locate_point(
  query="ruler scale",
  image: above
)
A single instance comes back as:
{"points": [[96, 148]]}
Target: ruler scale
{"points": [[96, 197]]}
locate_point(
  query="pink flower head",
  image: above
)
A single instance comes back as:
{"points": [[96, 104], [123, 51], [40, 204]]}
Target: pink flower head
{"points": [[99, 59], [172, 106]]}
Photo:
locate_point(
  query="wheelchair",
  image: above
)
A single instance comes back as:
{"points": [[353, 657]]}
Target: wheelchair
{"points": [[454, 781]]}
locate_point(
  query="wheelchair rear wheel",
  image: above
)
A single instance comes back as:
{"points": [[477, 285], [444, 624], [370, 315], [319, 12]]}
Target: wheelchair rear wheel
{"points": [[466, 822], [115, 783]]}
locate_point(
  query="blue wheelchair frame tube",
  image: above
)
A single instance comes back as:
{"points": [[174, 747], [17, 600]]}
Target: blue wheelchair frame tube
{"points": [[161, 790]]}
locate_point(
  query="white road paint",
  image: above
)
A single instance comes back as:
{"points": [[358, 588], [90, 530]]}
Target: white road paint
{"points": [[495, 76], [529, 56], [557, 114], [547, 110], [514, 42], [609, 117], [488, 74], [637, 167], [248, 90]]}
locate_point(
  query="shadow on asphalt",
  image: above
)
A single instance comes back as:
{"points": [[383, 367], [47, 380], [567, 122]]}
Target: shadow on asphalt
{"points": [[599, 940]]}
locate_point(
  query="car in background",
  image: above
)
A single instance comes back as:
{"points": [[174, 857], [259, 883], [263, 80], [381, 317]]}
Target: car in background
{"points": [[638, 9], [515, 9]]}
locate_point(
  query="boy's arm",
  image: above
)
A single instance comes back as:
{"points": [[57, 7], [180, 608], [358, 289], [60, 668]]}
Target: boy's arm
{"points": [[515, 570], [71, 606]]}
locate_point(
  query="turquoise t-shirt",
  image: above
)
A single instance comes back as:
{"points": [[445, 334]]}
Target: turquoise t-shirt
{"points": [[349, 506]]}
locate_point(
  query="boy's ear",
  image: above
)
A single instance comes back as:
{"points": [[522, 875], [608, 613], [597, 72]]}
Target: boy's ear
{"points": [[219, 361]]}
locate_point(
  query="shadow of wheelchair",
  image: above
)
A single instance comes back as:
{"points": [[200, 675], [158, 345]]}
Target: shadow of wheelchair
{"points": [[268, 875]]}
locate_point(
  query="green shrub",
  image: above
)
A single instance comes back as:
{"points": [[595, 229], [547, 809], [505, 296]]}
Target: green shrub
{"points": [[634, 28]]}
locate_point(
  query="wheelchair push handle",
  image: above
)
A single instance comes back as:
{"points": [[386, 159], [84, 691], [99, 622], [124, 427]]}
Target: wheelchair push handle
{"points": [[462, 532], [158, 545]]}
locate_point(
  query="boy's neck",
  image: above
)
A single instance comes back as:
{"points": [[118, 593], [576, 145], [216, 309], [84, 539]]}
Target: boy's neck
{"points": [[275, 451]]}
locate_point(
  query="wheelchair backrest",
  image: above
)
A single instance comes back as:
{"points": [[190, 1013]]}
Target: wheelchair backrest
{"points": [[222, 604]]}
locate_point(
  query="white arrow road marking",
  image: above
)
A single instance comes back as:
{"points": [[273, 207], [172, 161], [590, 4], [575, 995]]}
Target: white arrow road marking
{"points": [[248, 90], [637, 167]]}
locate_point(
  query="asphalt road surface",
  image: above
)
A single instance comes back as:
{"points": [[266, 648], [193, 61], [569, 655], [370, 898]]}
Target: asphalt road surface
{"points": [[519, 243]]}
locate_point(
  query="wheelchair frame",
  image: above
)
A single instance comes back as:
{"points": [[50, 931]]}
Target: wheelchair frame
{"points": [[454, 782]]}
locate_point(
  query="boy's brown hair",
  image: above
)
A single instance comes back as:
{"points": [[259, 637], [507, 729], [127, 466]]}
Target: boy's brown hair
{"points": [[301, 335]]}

————

Each entry in the listing is to be copied exactly.

locate_point(
  query="ruler scale",
  image: above
)
A single instance comes back as:
{"points": [[96, 148]]}
Target: ruler scale
{"points": [[96, 197]]}
locate_point(
  query="pink flower head",
  image: above
)
A single instance comes back as:
{"points": [[96, 104], [123, 51], [40, 204]]}
Target: pink flower head
{"points": [[99, 59], [172, 106]]}
Photo:
locate_point(
  query="wheelchair",
  image: above
)
A single instance comes back as:
{"points": [[353, 657]]}
Target: wheelchair
{"points": [[454, 781]]}
locate_point(
  query="wheelchair rear wheel",
  image: above
)
A single instance comes back as:
{"points": [[477, 285], [444, 624], [370, 315], [319, 12]]}
Target: wheelchair rear wheel
{"points": [[466, 822], [115, 783]]}
locate_point(
  query="blue wheelchair frame tube",
  image: above
)
A single instance comes back as:
{"points": [[174, 747], [17, 600]]}
Target: blue wheelchair frame tube
{"points": [[161, 790]]}
locate_point(
  query="white road paint",
  image: above
)
A single instance comes back as:
{"points": [[358, 588], [90, 530]]}
Target: white road paint
{"points": [[495, 76], [529, 56], [557, 114], [547, 110], [514, 42], [609, 117], [488, 74], [637, 167], [248, 90]]}
locate_point(
  query="shadow on asphalt",
  image: above
)
A single instance comes back as:
{"points": [[383, 367], [47, 380], [567, 122]]}
Target: shadow on asphalt
{"points": [[599, 940]]}
locate_point(
  query="car in background",
  image: above
)
A single instance comes back as:
{"points": [[174, 857], [259, 883], [263, 80], [381, 317]]}
Target: car in background
{"points": [[638, 9], [515, 9]]}
locate_point(
  query="boy's arm",
  image: above
)
A single instance comes back as:
{"points": [[57, 7], [180, 608], [358, 289], [60, 668]]}
Target: boy's arm
{"points": [[515, 570], [71, 606]]}
locate_point(
  query="turquoise t-shirt",
  image: above
)
A single instance comes back as:
{"points": [[445, 334]]}
Target: turquoise t-shirt
{"points": [[349, 506]]}
locate_point(
  query="boy's ear",
  image: above
)
A single instance comes back as:
{"points": [[522, 875], [608, 613], [597, 72]]}
Target: boy's ear
{"points": [[219, 361]]}
locate_point(
  query="shadow of wheelchair",
  image: above
)
A single instance comes back as:
{"points": [[200, 675], [158, 345]]}
Target: shadow of wheelchair
{"points": [[268, 875]]}
locate_point(
  query="green shrub",
  image: above
)
A single instance comes back as:
{"points": [[595, 229], [547, 809], [505, 296]]}
Target: green shrub
{"points": [[634, 28]]}
locate_point(
  query="wheelchair push handle",
  image: above
)
A single instance comes back as:
{"points": [[386, 159], [84, 691], [99, 622], [124, 427]]}
Target: wheelchair push handle
{"points": [[462, 532], [158, 545]]}
locate_point(
  query="boy's neck",
  image: above
)
A single instance comes back as:
{"points": [[118, 593], [576, 145], [216, 309], [84, 539]]}
Target: boy's neck
{"points": [[275, 451]]}
locate_point(
  query="wheelchair backrest",
  image: above
)
A single instance comes back as:
{"points": [[190, 1013]]}
Target: wheelchair backrest
{"points": [[222, 604]]}
locate_point(
  query="white arrow road marking",
  image: above
)
A single instance comes back as:
{"points": [[273, 207], [172, 161], [590, 4], [575, 995]]}
Target: white arrow road marking
{"points": [[248, 90], [637, 167]]}
locate_point(
  query="asphalt road surface",
  image: above
)
A single instance comes back as:
{"points": [[266, 648], [193, 61], [569, 655], [370, 898]]}
Target: asphalt road surface
{"points": [[519, 243]]}
locate_point(
  query="wheelchair frame",
  image: above
)
A single instance comes back as:
{"points": [[50, 931]]}
Target: wheelchair frame
{"points": [[454, 782]]}
locate_point(
  query="boy's brown hair",
  image: above
)
A single instance comes back as:
{"points": [[259, 637], [507, 729], [127, 466]]}
Target: boy's brown hair
{"points": [[301, 335]]}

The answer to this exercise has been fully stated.